Lay out the records from their first line through the line containing "[103,238,185,282]", both ends included, as a Markdown table with the columns Row and Line. Number each line and omit blank lines.
++++ DATA ROWS ++++
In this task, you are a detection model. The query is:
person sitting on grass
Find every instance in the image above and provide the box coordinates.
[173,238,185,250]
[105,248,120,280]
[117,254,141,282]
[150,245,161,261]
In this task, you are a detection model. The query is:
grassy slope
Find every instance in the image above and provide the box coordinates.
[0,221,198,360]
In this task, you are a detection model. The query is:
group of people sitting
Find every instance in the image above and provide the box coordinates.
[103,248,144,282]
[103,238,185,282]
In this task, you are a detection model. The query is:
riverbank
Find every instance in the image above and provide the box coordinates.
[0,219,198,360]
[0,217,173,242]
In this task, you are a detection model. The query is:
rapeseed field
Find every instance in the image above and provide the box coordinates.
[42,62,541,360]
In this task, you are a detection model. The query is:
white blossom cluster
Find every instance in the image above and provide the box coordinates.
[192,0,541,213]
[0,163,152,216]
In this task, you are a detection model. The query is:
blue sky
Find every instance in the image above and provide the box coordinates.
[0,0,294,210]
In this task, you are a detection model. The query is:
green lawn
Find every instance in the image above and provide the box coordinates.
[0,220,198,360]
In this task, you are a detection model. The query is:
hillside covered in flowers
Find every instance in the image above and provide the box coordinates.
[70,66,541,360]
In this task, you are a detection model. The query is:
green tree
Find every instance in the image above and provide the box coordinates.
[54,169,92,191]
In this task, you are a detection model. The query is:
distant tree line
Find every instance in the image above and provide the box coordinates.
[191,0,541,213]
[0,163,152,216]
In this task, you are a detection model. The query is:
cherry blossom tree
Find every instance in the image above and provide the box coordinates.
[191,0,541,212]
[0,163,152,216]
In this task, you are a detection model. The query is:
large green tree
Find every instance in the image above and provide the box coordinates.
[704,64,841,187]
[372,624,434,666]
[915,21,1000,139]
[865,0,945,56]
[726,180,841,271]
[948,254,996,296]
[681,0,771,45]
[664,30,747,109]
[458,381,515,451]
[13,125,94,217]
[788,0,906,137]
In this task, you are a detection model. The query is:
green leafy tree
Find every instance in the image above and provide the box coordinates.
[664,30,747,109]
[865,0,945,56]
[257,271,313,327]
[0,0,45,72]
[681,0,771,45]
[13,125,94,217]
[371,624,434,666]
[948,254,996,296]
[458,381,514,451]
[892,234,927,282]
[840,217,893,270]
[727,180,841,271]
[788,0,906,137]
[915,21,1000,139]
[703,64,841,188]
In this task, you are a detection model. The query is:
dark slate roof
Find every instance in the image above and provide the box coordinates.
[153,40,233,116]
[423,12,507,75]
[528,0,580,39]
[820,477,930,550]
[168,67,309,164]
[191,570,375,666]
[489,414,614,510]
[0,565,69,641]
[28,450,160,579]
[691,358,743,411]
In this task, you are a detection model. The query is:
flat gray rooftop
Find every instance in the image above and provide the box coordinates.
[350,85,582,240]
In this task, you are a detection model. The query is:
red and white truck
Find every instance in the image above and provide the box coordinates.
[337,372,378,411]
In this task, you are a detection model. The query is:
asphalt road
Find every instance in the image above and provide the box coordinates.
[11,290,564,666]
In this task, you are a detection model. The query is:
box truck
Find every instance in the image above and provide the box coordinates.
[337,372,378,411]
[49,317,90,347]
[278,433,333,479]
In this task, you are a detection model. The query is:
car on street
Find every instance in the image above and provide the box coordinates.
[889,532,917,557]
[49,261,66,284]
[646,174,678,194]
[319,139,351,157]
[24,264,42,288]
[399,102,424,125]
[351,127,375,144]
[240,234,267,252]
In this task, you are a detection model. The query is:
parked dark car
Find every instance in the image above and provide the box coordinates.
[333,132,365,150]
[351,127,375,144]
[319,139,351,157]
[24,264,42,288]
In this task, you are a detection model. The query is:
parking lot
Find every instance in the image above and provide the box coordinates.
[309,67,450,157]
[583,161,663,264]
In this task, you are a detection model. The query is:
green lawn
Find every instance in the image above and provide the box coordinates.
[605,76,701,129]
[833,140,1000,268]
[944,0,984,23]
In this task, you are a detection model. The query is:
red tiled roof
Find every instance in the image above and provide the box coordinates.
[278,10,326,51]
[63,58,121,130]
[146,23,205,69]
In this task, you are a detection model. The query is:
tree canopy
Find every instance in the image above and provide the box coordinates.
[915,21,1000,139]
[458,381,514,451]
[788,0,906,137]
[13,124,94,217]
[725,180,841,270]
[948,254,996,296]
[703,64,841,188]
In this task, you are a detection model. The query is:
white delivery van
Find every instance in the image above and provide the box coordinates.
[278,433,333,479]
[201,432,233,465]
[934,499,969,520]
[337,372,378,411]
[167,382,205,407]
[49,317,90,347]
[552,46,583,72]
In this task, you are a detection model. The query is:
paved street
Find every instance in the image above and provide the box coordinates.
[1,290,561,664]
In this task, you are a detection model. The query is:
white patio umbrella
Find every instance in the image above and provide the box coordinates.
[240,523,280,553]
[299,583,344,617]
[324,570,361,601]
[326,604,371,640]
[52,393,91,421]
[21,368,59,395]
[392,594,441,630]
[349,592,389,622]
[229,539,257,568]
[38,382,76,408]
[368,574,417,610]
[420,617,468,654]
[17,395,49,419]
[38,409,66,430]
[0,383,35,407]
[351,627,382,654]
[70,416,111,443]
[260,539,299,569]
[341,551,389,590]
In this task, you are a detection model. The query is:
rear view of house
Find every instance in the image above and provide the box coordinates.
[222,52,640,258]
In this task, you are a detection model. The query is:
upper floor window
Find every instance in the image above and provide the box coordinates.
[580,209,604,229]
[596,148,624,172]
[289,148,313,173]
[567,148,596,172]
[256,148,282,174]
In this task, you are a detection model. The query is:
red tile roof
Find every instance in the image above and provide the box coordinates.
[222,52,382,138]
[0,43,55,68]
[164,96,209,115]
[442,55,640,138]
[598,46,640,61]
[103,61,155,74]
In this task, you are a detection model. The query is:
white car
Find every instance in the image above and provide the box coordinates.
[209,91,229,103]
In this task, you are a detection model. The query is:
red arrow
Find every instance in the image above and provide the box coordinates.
++++
THE COMPLETED TASK =>
| Row | Line |
|---|---|
| 1 | In this task, you are a detection model. The query is: |
| 2 | person sitting on grass |
| 3 | Find every instance in the image above and provide the box coordinates. |
| 4 | [173,238,185,250] |
| 5 | [105,248,120,280] |
| 6 | [117,254,141,282] |
| 7 | [150,245,161,261] |
| 8 | In this task, you are a detection model. The query is: |
| 9 | grassy slope |
| 10 | Find every instance in the image above and provide the box coordinates. |
| 11 | [0,221,198,360] |
| 12 | In this task, you are a detection model. The query is: |
| 13 | group of people sitting |
| 14 | Find every instance in the image above and provide the box coordinates. |
| 15 | [103,248,144,282] |
| 16 | [103,238,185,282] |